* _TEXT SHOWN_
..............................
To say that Dr. M is prickly undervalues that term. While serving as prime minister, he once got into what we'd now call a flame war with a 10-year-old schoolboy in England.* When Mahathir had a heart operation in the late 1980s, the local joke was that the point of the operation was to give him one (a heart). For decades Dr. M governed with a giant chip on his shoulder, and even out of office he's retained his trademark style, as he shows with his views on the missing Malaysia Airlines flight.

Are most people puzzled by what happened to the plane? Do nearly all fault the Malaysian government's handling of the situation? They should shut up, Dr. M has explained. It's actually Boeing's fault. As he put it on his personal blog, picked up yesterday by the Malay Mail online:

I am very upset over MAS [Malaysia Airline System] employees being held hostage in Beijing by the relatives of the passengers of MH 370. I am upset because they are blaming the wrong people. The loss of the plane is due to the makers Boeing.

How can Boeing produce a plane that is so easily disabled? [And so on.] ...

MAS is not at fault, lax security or not. MAS flew a plane fully expecting it to perform the task. But the plane has somehow behaved differently. Who is responsible? Not MAS but certainly the makers of the plane — Boeing Aircraft Corporation.

The perfidy of the West knows no bounds. Meanwhile, even as Dr. M is solving the mystery, airline pilot Patrick Smith, of the Ask the Pilot blog, says that it is farther than ever from explanation:

Count me among those who feel that this is how ends: a mystery. The plane is out there somewhere, at the bottom of the Indian Ocean, and in all likelihood we’re not going to find it....

While I am not ruling anything out, my hunch is that a malfunction, rather than foul play or a pilot suicide mission, brought the plane down. A poorly handled decompression, for example, caused by a structural problem or windscreen failure. Or a catastrophic electrical failure combined with smoke, fire or fumes that rendered the crew unconscious. Granted that doesn’t totally jive with the evidence, but none of the theories do.
..............................
Reproduce, word for word, the part of the passage on Dr. M and the missing flight that runs from "Are most people" to "Boeing Aircraft Corporation.". Base your work on the passage alone.

* _RECORDS_
..............................
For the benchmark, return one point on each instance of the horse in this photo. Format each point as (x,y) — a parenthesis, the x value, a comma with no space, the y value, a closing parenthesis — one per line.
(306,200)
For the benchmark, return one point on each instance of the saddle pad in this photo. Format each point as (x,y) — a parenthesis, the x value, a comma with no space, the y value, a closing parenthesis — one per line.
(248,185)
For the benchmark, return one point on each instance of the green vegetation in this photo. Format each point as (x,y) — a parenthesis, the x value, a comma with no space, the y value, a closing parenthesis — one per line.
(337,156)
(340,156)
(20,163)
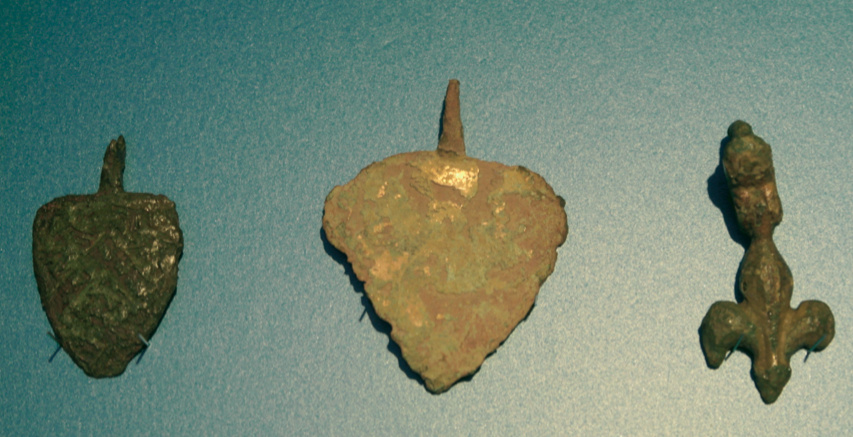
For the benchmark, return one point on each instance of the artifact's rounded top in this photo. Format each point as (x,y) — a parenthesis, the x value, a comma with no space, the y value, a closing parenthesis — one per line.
(739,128)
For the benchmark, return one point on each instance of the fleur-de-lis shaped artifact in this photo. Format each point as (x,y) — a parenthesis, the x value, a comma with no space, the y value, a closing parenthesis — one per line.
(763,323)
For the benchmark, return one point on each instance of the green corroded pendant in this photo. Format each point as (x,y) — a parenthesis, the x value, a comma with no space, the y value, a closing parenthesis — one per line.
(452,250)
(106,265)
(763,323)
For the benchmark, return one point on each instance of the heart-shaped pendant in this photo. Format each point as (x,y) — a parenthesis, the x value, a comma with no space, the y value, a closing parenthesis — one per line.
(106,265)
(452,250)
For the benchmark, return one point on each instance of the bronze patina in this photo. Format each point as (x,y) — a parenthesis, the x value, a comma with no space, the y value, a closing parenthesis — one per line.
(763,323)
(452,250)
(106,265)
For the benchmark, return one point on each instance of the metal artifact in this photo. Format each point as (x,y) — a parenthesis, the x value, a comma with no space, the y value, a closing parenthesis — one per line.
(452,250)
(106,265)
(763,323)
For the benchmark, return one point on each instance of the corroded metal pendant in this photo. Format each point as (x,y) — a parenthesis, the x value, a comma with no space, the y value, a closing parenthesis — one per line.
(452,250)
(763,323)
(106,265)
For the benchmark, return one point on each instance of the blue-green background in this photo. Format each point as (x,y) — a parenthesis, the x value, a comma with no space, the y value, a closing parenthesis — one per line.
(246,114)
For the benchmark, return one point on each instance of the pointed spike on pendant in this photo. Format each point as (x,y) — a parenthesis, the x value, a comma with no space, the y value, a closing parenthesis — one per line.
(451,139)
(112,173)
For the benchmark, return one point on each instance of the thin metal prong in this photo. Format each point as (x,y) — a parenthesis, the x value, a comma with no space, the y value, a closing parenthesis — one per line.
(144,349)
(58,347)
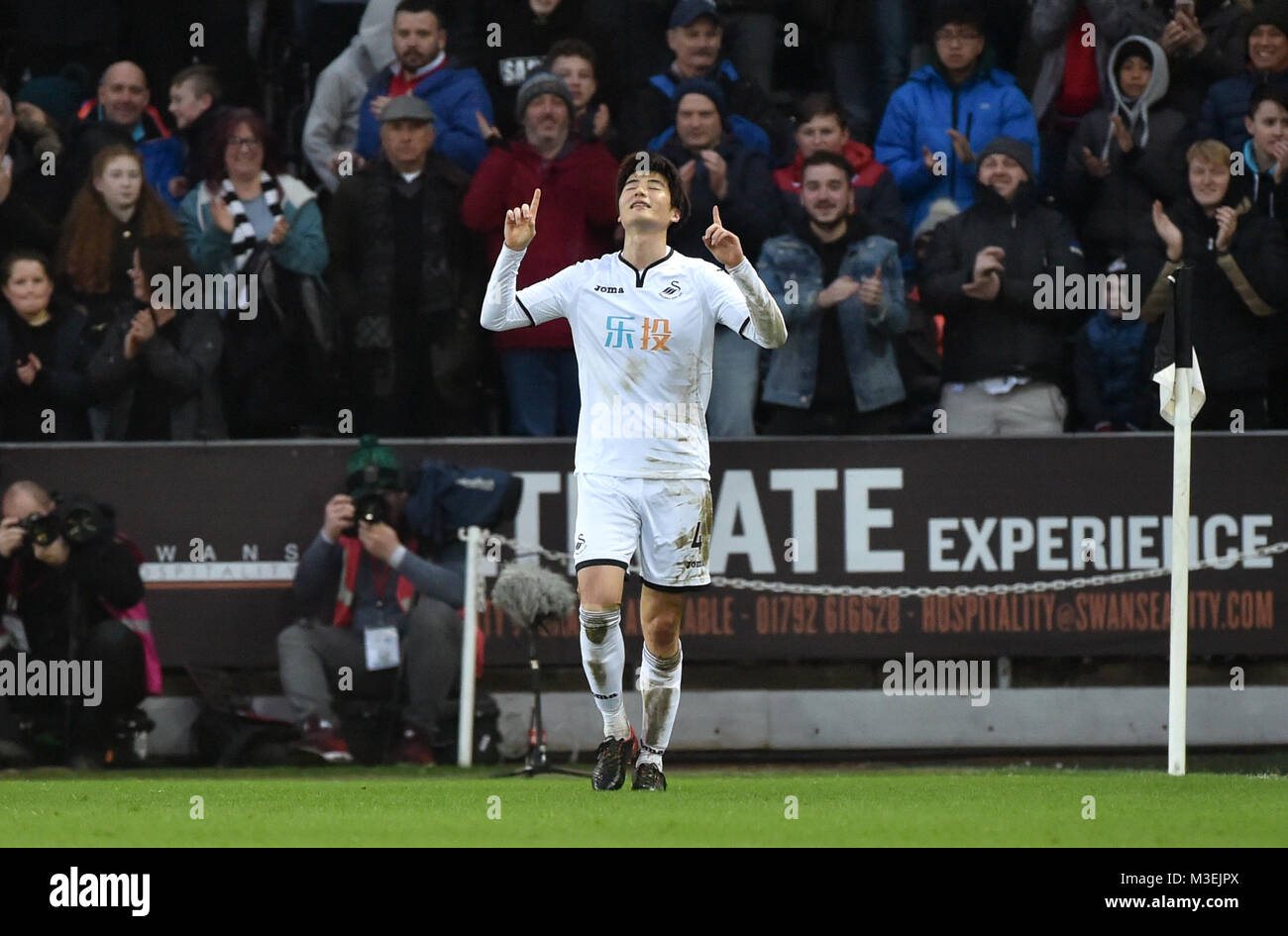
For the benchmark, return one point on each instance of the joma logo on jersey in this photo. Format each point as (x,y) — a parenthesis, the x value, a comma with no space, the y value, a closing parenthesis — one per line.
(656,333)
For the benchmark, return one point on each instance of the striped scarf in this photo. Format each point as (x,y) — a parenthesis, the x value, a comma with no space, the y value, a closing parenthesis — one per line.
(244,233)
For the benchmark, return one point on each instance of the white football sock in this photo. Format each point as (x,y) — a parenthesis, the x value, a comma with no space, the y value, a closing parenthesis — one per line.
(660,685)
(603,656)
..............................
* _RESPONSE TO THE TASK_
Are most people puzzled by what happened to the plane? Do nearly all fault the Malaysian government's handling of the situation? They should shut up, Dr. M has explained. It's actually Boeing's fault. As he put it on his personal blog, picked up yesterday by the Malay Mail online:

I am very upset over MAS [Malaysia Airline System] employees being held hostage in Beijing by the relatives of the passengers of MH 370. I am upset because they are blaming the wrong people. The loss of the plane is due to the makers Boeing.

How can Boeing produce a plane that is so easily disabled? [And so on.] ...

MAS is not at fault, lax security or not. MAS flew a plane fully expecting it to perform the task. But the plane has somehow behaved differently. Who is responsible? Not MAS but certainly the makers of the plane — Boeing Aircraft Corporation.